> _WORK INSTRUCTIONS_
Up to and including the line with "point_to(query) returns one keypoint per instance of the window", write out the listing from its first line, minus the pictures.

> _RECORDS SHOWN_

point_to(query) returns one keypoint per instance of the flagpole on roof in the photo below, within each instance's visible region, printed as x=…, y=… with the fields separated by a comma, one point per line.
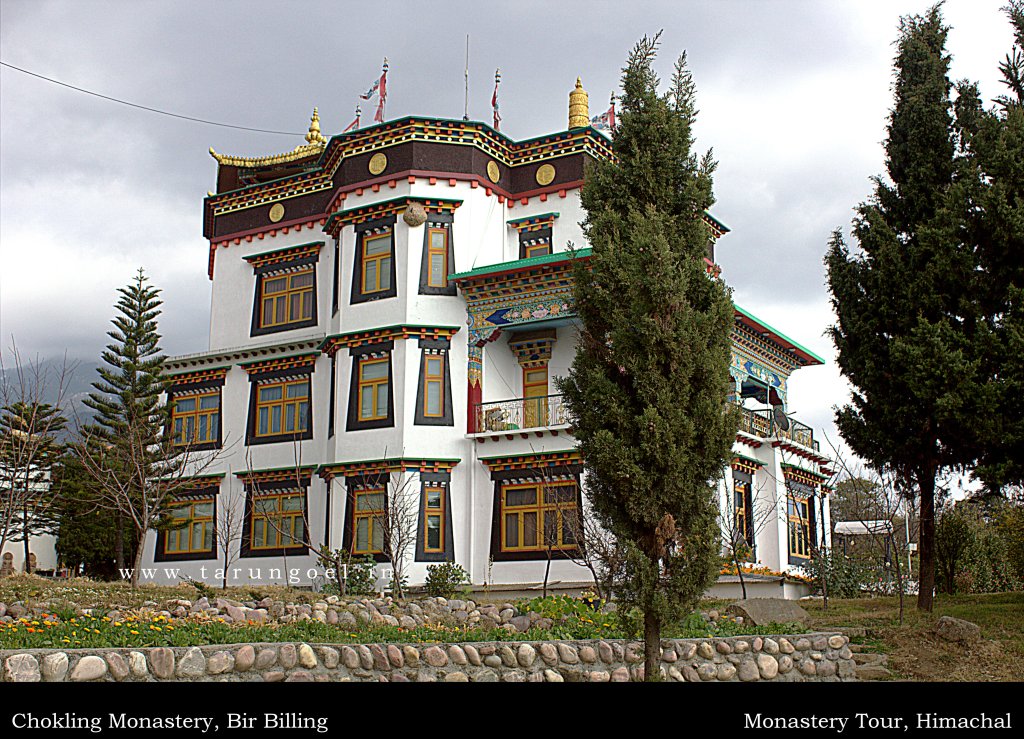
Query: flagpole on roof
x=465, y=112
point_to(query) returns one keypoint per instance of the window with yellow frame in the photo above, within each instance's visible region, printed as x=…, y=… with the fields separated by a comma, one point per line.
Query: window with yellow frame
x=539, y=516
x=368, y=521
x=437, y=249
x=373, y=388
x=196, y=418
x=539, y=249
x=278, y=520
x=377, y=257
x=287, y=298
x=192, y=527
x=800, y=526
x=433, y=519
x=282, y=407
x=433, y=386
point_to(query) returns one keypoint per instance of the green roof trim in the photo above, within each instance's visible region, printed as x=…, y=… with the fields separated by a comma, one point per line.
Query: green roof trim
x=389, y=460
x=779, y=335
x=518, y=264
x=251, y=257
x=539, y=217
x=313, y=352
x=304, y=468
x=171, y=376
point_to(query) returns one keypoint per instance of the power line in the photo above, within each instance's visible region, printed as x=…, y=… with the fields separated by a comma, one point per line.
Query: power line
x=144, y=107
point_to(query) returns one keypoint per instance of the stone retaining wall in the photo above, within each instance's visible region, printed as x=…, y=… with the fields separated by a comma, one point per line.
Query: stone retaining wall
x=781, y=658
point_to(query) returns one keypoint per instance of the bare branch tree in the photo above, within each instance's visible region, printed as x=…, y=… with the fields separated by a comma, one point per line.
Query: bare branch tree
x=743, y=517
x=137, y=474
x=33, y=402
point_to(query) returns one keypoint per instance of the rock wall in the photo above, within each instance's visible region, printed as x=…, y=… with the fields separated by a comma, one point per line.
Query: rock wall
x=781, y=658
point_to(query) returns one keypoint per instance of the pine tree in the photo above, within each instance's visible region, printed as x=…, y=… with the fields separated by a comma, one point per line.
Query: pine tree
x=909, y=332
x=991, y=176
x=126, y=453
x=647, y=388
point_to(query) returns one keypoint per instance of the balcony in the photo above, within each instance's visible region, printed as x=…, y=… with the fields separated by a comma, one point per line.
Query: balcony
x=762, y=423
x=521, y=415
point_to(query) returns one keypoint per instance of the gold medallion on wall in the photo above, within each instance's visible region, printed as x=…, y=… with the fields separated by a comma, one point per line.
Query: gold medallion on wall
x=378, y=163
x=545, y=174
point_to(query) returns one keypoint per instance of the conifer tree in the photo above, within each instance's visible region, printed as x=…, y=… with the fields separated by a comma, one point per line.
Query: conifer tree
x=127, y=397
x=134, y=466
x=647, y=388
x=909, y=333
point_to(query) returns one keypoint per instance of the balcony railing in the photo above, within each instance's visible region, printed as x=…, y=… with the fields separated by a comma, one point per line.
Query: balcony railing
x=521, y=414
x=762, y=423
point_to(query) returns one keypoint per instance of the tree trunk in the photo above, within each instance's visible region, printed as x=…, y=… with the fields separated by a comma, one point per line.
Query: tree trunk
x=119, y=544
x=25, y=535
x=739, y=573
x=926, y=568
x=651, y=648
x=137, y=562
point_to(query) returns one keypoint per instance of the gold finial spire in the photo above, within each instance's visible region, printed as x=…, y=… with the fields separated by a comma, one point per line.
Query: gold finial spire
x=579, y=106
x=314, y=136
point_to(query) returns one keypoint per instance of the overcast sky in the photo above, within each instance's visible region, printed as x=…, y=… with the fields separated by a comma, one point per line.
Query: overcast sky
x=793, y=97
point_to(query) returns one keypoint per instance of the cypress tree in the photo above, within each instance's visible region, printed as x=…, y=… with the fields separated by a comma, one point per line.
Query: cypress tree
x=908, y=331
x=647, y=388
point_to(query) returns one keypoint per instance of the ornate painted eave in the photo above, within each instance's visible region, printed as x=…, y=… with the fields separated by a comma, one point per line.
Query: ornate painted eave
x=387, y=208
x=208, y=358
x=800, y=354
x=298, y=474
x=540, y=462
x=389, y=333
x=390, y=465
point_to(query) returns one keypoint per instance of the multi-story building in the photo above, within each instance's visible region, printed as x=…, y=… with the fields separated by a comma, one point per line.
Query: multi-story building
x=395, y=303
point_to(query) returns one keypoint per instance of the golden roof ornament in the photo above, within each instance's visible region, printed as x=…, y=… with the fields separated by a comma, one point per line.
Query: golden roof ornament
x=314, y=136
x=315, y=142
x=579, y=106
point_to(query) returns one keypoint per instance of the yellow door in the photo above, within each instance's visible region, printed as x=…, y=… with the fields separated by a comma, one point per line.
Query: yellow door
x=535, y=387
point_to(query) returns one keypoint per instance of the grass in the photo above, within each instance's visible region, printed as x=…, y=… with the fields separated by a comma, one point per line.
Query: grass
x=61, y=628
x=914, y=651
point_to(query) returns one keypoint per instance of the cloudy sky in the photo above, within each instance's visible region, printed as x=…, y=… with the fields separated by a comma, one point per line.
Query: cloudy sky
x=793, y=96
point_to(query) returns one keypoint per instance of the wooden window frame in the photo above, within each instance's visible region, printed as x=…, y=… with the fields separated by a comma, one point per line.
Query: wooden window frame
x=214, y=414
x=379, y=259
x=541, y=507
x=438, y=512
x=294, y=404
x=799, y=522
x=373, y=385
x=209, y=523
x=372, y=516
x=530, y=248
x=442, y=251
x=280, y=513
x=288, y=294
x=437, y=379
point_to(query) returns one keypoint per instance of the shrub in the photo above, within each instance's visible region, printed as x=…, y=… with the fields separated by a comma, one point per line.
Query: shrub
x=445, y=579
x=360, y=576
x=844, y=576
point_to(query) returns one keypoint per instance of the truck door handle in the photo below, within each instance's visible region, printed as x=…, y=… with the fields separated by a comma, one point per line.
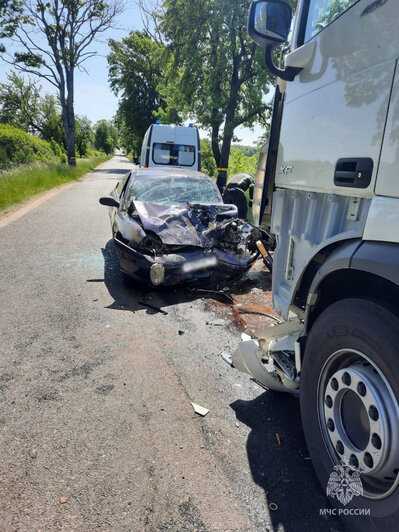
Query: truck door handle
x=354, y=173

> _EXPECTED ANSWER_
point_to(query) returns one keypoint per instance of the flagpole on roof in the photo below, within each instance's visible region, printed as x=…, y=… with the fields separated by a comma, one point per line.
Query: flagpole on roof
x=465, y=112
point_to(query) returns one keypoint per instance of the window with yellow frame in the photo above, within each instance's visible region, printed as x=…, y=… with the fields separated by a comma, one point per line.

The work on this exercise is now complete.